[WORK INSTRUCTIONS]:
A complete and exact copy of the data below is the task.

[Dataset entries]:
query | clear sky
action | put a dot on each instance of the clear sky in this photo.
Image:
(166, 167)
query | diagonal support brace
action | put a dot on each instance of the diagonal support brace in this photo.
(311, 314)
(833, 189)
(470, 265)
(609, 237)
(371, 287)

[COMPLETED TASK]:
query | clear sky
action | put a dot on each instance of the clear sky in this photo.
Image:
(166, 167)
query | diagonal support brace
action | put a dot on each instance of the diagonal support brace in this photo.
(311, 314)
(833, 189)
(470, 265)
(609, 237)
(371, 287)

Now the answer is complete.